----- PROVIDED DATA
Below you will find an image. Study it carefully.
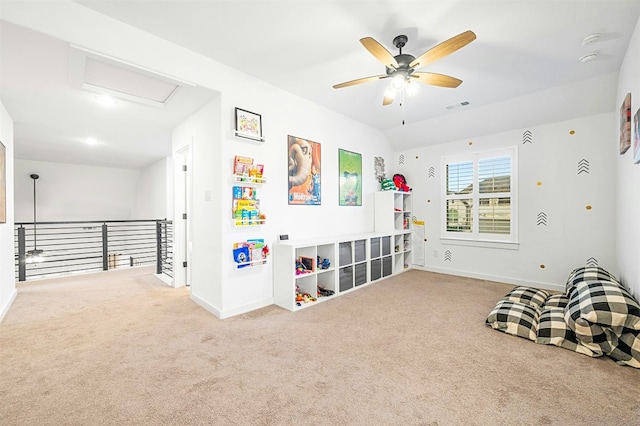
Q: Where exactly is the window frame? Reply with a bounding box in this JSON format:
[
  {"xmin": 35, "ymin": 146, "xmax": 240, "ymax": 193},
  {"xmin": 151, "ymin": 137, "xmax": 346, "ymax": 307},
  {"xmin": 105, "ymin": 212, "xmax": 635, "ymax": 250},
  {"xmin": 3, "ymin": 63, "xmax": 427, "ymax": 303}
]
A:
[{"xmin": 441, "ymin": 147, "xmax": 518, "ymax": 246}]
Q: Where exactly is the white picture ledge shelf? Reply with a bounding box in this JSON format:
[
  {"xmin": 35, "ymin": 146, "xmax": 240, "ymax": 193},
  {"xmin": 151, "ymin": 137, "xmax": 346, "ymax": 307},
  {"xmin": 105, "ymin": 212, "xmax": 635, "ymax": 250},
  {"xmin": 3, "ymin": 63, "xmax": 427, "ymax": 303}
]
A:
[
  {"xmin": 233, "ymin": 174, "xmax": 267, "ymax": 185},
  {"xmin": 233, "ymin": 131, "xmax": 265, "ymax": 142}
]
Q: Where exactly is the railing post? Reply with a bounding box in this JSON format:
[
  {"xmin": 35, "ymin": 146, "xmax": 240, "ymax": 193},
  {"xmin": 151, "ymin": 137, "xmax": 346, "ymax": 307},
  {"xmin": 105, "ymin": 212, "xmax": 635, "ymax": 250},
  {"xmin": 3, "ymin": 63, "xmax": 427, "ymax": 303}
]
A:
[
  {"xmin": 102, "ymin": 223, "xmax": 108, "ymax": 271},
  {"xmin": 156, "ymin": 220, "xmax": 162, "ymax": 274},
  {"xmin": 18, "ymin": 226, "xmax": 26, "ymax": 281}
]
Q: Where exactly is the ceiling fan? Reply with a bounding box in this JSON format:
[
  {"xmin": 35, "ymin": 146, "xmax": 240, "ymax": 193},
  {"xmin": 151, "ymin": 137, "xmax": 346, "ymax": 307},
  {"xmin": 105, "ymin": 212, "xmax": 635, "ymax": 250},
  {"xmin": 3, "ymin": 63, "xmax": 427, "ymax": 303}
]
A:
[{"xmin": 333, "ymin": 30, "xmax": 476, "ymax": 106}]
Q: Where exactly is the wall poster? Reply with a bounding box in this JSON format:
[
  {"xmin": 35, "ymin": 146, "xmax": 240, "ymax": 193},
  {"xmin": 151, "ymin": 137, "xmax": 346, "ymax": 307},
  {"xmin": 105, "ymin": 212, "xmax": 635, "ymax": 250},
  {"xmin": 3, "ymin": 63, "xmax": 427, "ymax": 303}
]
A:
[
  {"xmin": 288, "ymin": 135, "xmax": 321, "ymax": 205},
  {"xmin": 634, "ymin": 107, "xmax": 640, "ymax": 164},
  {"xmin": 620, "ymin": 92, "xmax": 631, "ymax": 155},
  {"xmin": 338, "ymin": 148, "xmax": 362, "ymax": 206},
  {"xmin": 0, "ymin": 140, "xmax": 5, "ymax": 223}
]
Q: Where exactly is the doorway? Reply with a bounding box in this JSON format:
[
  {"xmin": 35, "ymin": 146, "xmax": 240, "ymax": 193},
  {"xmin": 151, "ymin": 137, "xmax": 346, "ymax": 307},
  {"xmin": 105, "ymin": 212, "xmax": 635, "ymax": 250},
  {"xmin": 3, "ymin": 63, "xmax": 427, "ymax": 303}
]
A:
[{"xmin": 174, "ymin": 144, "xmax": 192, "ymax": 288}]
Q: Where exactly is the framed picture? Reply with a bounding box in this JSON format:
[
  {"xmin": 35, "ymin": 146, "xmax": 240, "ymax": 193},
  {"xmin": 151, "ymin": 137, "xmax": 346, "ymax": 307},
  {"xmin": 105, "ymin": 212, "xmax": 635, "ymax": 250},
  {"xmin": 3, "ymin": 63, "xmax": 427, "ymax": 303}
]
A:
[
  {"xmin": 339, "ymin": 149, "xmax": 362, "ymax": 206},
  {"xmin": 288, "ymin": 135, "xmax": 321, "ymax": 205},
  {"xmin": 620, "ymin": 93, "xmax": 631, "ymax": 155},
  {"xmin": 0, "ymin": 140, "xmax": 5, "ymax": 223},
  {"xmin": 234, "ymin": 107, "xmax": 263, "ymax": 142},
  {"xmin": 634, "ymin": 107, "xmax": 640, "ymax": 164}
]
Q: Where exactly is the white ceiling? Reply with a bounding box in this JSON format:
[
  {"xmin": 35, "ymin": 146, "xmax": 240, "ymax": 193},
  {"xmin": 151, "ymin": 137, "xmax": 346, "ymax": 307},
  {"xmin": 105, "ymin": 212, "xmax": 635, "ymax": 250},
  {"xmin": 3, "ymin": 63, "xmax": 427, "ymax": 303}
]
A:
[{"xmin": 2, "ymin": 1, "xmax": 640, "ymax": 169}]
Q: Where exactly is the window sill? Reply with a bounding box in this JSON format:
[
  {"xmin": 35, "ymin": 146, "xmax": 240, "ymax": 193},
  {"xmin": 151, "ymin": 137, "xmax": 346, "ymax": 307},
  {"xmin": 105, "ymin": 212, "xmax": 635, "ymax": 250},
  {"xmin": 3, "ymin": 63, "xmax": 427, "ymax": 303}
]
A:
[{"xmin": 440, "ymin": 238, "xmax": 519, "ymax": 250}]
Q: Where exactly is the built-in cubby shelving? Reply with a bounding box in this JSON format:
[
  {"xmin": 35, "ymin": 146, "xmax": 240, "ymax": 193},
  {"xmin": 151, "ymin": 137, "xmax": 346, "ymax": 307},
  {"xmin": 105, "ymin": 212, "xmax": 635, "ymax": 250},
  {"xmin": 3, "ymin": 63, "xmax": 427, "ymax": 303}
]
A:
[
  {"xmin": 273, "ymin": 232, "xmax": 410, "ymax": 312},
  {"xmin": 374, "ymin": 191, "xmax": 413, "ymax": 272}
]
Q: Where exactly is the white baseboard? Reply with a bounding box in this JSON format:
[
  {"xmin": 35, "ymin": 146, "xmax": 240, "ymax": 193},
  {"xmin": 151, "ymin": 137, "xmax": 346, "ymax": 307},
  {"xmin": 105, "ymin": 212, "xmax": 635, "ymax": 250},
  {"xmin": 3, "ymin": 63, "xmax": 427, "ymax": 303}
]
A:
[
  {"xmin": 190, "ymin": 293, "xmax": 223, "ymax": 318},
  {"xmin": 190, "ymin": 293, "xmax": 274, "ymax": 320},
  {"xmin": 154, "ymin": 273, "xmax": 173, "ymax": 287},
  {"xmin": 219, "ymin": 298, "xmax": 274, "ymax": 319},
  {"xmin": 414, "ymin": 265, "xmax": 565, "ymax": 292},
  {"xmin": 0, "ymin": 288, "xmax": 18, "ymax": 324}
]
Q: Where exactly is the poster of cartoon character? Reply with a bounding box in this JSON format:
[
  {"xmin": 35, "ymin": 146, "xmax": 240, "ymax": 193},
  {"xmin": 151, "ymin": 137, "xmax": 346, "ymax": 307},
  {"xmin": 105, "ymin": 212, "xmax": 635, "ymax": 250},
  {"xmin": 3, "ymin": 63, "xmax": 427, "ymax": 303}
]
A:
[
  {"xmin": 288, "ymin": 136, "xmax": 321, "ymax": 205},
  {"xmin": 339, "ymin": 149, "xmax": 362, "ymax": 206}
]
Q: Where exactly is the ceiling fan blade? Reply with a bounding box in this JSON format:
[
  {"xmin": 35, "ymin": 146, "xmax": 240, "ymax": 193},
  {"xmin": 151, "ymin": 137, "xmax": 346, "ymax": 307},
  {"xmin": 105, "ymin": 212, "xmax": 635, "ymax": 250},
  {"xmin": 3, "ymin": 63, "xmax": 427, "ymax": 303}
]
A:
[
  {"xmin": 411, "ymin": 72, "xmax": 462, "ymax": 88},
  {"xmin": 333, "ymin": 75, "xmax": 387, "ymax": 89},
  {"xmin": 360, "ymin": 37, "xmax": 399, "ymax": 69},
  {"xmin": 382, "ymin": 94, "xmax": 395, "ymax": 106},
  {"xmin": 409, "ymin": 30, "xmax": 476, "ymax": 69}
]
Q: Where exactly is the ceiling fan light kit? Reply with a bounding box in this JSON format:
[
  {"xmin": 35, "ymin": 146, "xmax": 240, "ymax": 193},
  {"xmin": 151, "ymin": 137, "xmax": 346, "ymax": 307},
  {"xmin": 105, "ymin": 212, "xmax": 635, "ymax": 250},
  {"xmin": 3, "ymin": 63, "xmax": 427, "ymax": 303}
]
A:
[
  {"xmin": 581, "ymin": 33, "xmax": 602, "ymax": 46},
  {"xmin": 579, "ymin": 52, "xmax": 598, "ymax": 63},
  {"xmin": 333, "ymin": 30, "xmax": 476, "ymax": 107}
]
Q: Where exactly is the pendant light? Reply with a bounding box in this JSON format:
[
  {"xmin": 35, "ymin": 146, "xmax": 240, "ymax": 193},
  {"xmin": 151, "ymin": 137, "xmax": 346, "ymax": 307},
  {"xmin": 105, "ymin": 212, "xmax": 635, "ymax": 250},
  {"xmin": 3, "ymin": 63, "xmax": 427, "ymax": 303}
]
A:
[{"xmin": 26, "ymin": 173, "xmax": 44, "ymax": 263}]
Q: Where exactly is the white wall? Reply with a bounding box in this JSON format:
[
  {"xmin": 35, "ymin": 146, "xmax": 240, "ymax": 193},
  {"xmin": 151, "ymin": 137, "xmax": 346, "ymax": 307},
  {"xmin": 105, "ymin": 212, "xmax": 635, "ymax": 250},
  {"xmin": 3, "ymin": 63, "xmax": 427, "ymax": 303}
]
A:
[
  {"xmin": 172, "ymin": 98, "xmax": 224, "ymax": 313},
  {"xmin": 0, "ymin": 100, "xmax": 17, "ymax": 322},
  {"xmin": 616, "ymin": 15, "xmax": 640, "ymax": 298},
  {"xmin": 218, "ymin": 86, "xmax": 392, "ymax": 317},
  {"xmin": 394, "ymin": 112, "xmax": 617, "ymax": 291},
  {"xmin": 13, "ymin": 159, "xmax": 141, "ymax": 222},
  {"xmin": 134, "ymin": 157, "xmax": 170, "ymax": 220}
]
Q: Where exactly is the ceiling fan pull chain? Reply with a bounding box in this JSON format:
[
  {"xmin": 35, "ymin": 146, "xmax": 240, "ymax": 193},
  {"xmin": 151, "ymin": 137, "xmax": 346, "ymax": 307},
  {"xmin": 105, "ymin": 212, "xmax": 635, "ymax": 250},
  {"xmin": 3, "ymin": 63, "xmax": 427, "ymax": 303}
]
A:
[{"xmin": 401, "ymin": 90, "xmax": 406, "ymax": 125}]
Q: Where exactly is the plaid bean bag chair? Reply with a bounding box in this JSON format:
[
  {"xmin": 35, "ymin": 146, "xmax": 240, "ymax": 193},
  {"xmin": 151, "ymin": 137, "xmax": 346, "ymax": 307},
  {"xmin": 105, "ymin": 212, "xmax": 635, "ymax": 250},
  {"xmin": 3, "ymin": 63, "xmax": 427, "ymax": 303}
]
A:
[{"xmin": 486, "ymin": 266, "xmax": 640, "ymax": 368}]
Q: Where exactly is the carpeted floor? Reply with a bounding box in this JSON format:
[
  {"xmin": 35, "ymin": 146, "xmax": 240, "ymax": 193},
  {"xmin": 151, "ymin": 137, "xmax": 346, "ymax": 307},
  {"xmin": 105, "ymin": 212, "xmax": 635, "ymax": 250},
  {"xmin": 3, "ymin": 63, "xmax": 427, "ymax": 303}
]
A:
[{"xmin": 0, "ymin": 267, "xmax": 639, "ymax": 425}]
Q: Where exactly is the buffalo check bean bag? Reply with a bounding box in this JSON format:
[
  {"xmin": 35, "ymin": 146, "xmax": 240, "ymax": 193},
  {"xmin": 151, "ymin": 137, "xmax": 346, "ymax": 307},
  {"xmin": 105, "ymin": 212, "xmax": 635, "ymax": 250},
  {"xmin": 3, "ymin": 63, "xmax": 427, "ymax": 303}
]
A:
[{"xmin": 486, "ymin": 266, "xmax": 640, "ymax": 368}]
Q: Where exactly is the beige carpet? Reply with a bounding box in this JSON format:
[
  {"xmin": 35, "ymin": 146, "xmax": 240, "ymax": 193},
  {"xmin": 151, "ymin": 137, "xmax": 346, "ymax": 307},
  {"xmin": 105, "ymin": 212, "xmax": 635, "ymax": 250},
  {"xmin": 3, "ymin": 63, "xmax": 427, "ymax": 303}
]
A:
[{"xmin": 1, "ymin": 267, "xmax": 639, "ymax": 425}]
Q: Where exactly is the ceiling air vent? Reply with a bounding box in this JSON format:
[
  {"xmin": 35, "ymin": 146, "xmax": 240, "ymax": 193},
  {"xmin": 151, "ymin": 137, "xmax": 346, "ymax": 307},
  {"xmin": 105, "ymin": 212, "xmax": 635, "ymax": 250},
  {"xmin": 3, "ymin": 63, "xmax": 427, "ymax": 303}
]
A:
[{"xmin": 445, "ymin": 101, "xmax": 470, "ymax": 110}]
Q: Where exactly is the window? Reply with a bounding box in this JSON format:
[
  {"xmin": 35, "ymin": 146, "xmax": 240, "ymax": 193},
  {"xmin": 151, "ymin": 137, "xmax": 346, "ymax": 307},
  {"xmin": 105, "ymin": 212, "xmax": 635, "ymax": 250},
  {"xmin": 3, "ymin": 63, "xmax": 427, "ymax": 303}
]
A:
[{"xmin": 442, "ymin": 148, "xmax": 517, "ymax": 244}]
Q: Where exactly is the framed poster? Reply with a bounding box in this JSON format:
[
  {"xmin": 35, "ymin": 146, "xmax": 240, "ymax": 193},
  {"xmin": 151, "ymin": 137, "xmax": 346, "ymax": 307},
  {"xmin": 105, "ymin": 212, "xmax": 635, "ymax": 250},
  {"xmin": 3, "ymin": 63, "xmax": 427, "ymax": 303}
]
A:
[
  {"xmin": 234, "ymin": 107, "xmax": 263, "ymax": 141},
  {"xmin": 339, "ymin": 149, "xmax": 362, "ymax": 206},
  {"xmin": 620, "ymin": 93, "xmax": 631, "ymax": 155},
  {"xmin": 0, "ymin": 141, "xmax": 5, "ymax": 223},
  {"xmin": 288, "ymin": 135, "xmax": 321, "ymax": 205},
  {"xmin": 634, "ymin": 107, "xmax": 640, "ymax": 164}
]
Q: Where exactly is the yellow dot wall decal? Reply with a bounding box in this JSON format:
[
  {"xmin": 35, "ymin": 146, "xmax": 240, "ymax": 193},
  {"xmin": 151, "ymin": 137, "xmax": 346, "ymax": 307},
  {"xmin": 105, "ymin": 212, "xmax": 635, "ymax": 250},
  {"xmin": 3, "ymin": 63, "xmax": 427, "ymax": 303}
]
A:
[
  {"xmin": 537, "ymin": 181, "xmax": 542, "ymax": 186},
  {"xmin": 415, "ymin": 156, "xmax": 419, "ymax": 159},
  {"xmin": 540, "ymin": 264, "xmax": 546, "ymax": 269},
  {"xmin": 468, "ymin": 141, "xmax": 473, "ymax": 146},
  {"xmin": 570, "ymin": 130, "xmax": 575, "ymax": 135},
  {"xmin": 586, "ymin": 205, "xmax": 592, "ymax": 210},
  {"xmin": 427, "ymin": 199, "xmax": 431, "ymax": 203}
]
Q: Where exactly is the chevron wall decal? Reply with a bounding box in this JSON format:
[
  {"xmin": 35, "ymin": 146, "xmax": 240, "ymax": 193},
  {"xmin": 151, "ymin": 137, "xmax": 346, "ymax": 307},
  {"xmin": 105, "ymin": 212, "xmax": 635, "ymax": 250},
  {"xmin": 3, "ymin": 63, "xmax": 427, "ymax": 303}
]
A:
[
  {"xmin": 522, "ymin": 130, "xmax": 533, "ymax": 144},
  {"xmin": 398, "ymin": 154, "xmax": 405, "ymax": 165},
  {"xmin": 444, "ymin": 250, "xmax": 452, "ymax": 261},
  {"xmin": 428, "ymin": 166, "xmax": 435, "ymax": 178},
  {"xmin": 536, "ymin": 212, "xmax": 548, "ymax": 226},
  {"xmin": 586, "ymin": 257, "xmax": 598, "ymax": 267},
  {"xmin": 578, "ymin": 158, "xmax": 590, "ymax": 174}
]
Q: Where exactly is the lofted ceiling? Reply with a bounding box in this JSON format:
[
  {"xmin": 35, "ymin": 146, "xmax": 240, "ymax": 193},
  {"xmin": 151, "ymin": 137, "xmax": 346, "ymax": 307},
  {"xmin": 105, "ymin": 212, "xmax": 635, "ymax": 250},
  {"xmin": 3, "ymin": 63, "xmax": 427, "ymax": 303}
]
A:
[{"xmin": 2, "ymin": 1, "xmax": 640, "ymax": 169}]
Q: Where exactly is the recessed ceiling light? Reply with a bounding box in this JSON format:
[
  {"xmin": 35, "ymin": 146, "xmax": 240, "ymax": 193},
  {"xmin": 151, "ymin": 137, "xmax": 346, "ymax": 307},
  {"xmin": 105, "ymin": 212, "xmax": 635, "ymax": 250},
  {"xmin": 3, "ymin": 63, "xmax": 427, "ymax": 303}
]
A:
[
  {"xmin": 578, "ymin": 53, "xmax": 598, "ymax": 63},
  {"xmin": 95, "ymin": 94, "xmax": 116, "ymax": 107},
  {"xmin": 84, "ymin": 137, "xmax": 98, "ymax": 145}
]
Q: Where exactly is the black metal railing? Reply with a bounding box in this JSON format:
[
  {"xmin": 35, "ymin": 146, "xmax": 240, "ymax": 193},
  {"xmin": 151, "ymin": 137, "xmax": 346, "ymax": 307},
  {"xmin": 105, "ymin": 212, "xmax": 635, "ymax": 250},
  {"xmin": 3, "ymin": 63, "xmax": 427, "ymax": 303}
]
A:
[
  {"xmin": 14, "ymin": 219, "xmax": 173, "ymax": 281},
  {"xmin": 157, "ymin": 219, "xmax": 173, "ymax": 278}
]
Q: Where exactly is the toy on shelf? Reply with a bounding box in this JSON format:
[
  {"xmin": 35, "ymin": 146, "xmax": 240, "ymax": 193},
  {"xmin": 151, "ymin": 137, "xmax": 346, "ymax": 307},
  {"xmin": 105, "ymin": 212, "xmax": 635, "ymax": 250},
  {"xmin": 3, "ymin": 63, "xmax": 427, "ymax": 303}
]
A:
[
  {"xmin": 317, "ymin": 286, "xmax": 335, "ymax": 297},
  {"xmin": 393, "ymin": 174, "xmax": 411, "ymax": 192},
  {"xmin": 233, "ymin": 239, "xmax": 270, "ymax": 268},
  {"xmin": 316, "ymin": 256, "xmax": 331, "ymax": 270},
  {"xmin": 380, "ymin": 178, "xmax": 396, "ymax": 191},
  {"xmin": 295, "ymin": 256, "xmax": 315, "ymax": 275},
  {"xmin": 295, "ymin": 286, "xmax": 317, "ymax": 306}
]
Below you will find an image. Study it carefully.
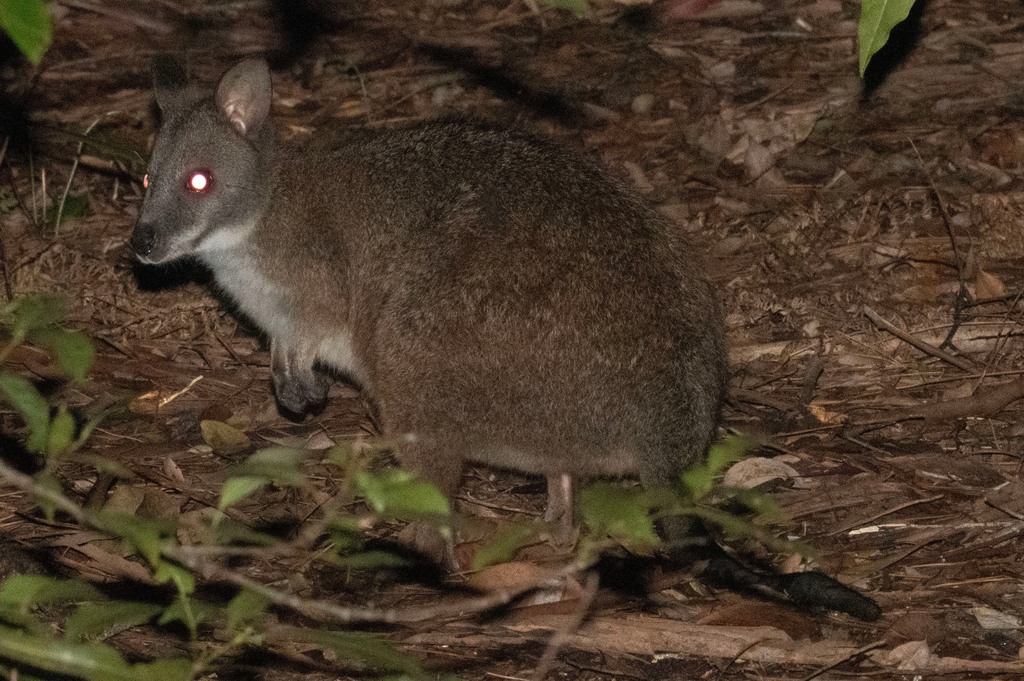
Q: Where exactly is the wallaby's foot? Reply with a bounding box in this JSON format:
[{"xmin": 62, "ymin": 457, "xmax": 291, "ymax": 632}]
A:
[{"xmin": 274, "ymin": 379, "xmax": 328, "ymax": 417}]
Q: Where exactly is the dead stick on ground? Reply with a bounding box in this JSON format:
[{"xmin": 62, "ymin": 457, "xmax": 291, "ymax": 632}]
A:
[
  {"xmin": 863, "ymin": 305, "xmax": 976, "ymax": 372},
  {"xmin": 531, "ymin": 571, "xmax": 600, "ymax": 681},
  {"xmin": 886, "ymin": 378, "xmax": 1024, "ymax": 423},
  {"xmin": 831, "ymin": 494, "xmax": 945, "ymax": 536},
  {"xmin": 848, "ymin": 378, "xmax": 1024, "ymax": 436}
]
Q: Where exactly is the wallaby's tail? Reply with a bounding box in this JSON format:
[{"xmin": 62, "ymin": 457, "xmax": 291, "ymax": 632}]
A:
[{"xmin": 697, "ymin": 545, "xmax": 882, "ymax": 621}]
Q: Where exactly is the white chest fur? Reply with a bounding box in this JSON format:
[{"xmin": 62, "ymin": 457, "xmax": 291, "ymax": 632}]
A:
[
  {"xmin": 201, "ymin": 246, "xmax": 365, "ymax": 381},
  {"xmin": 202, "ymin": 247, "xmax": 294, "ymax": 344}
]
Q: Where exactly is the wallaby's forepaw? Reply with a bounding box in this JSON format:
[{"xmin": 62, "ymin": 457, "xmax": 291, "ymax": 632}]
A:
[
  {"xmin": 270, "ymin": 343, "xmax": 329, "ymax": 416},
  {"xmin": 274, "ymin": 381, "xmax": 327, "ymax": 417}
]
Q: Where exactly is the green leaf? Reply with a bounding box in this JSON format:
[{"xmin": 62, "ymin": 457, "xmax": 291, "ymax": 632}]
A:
----------
▸ **WORK TO BE COMPLETED**
I need every line from the material that contains the word "railing".

▸ **RESPONSE**
Q: Where exactly is the railing post? Reply with a bounding box in this JSON format:
Q: Where exactly is the black metal railing? Reply with a bounding box in this JSON format:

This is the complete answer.